> **EXERCISE DIRECTIONS**:
Show every line below that contains the string "xmax", treating uppercase and lowercase letters as different.

> **EXCERPTED RECORDS**:
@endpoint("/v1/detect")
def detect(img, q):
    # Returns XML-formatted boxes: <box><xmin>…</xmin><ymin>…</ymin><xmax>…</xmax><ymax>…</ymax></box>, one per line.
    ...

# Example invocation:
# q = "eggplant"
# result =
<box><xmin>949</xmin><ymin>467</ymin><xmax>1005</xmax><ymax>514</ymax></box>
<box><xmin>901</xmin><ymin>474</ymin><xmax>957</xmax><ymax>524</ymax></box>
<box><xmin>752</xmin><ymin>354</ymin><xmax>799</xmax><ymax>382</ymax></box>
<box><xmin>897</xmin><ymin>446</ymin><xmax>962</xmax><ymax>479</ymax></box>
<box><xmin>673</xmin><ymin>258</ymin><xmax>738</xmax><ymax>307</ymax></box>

> **RIGHT ANSWER**:
    # Returns XML-formatted boxes: <box><xmin>…</xmin><ymin>…</ymin><xmax>…</xmax><ymax>…</ymax></box>, one per line.
<box><xmin>949</xmin><ymin>467</ymin><xmax>1005</xmax><ymax>514</ymax></box>
<box><xmin>901</xmin><ymin>474</ymin><xmax>957</xmax><ymax>524</ymax></box>
<box><xmin>752</xmin><ymin>354</ymin><xmax>799</xmax><ymax>382</ymax></box>
<box><xmin>897</xmin><ymin>446</ymin><xmax>962</xmax><ymax>479</ymax></box>
<box><xmin>673</xmin><ymin>258</ymin><xmax>738</xmax><ymax>307</ymax></box>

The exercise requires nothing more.